Document passage:
* begin *
Goal: the imp. of being chosen 


A person should never show favoritism in a family. For because of the minimal cost differential between Joseph’s coat and the brothers coats, the brothers became jealous and eventually it came to the point that our ancestors went down to Egypt. These are the words of the Gemara in Shabbat (10b). This would seem to be the lesson of the whole Joseph saga. Don’t favor one child over another. Even if you may harbor feelings of favoritism, don’t show it. If not for that coat of many stripes or colors, we  never would have gotten into the whole mess of the sale  of joseph, Mechirat Yosef. 
 

But if this is the case, if this is the lesson, we have a question and a problem. Why does Yosef never seem to understand this problem? After all the ordeal of the sale and Joseph’s serving as a slave, and all that, when Yosef finally reveals himself to the brothers he gives each brother a change of clothes as a present and to Binyamin his only  full brother he gives 5 changes of clothing plus 300 silver pieces. Can you believe it? IN the words of the Gemara in Megilah (16a-b), “is it possible that the same matter for which Yosef suffered, he will now stumble on the same error? Davar shenitztaer bo oto tzadik yikashel bo?  
 

I could understand the fact that in last week’s parasha Benjamin got 5 times more portions than the other brothers. That was part of their test to prove themselves no longer jealous, but now that he has revealed himself, now that the matter of the sale is supposedly over, now Yosef has to again rub it in, and give one brother much more than all the others? How could this be? How could yosef be so cavalier, so insensitive, so blind to how he got into this mess to begin with?
* end *
Problems:
(1) In the sermon on Joseph and favoritism, what does Yosef give Binyamin after revealing himself to the brothers?
(2) Pick up the sermon on Joseph and favoritism at its last sentence and carry it forward.

Data rows:
* begin *
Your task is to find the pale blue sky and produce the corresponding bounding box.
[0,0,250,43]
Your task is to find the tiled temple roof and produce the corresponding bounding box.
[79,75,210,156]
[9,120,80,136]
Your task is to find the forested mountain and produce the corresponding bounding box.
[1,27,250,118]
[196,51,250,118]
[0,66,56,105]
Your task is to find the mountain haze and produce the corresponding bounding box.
* end *
* begin *
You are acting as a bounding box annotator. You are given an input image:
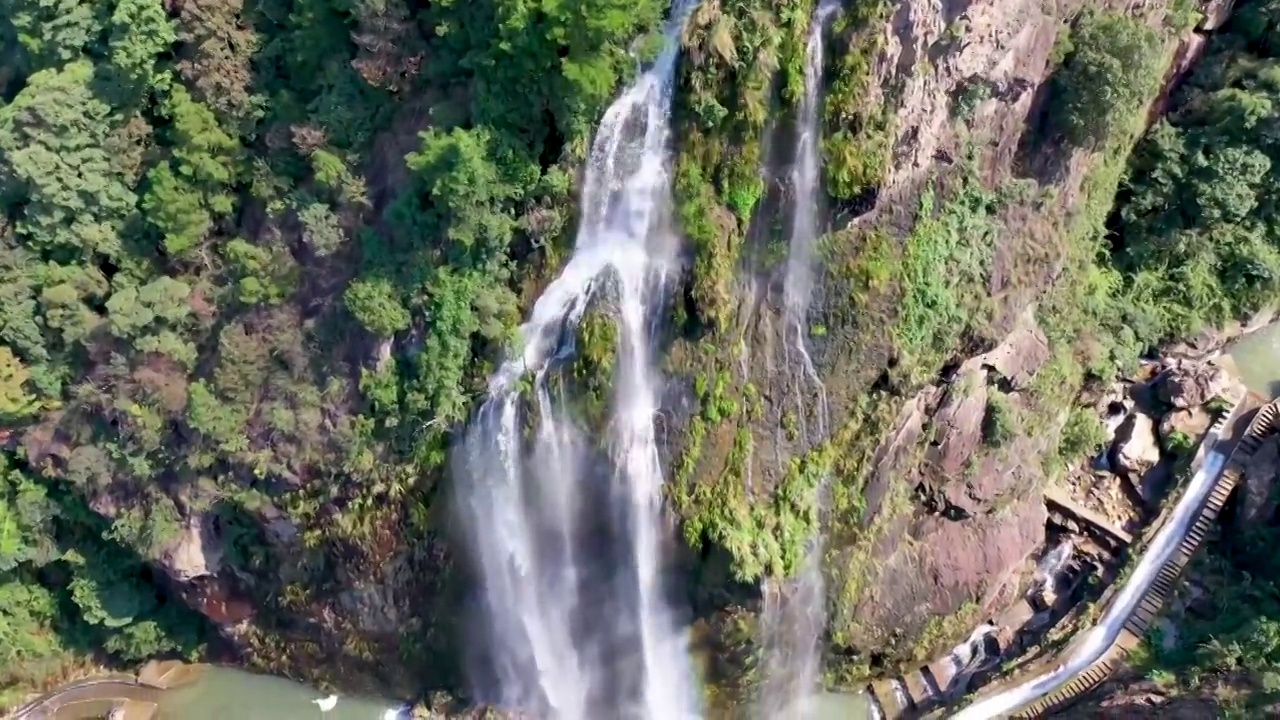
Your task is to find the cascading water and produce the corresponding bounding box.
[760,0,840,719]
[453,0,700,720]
* end *
Answers for the exercise:
(1) Five changes of clothing plus 300 silver pieces.

(2)
 

To understand this episode, let us turn our attention to an article that came out recently in a wonderful Israeli journal called Azur. The article was written by Rabbi Meir Soloveitchik, who was our mirvis scholar in residence a few years ago. He asks the age old question, how can G-d show favoritism to the Jews by choosing them? If G-d is loving, shouldn’t he love all peoples equally? Reb Meir says that this depends on the nature of love. If G-d’s love is generic, not due to any particular act or trait of those he loves, and is simply due to the fact that G-d is loving, then there is no room for loving one people over another. But if G-d really loved Abraham qua Abraham, because of who Abraham is and what he did, then  of course he would love one more than another. He loved Abraham for his commitment to justice and kindness, for his desire to train his children in his ways.  
 

This, says Rabbi meir has implications for how we humans are to love each other. If we are to go in g-d’s ways, then the question is, how does G-d love, and how are we to love? Are we to love all of humanity equally? Is there room for the temporal love of a husband for a wife, a father for a child, or do we just love all mankind, period? R. Meir writes that G-d has modeled for us the notion of a type of love which is not there just because we are loving individuals but is about something in the other person which we like.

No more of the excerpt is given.